Task item: Set down each record that follows exactly. Drop the images.

Point-per-instance localization data:
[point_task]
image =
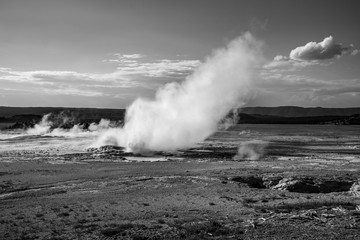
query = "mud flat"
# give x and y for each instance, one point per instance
(305, 185)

Answer box:
[point_task]
image =
query = "mud flat"
# give x and y for each instance, one point per instance
(305, 185)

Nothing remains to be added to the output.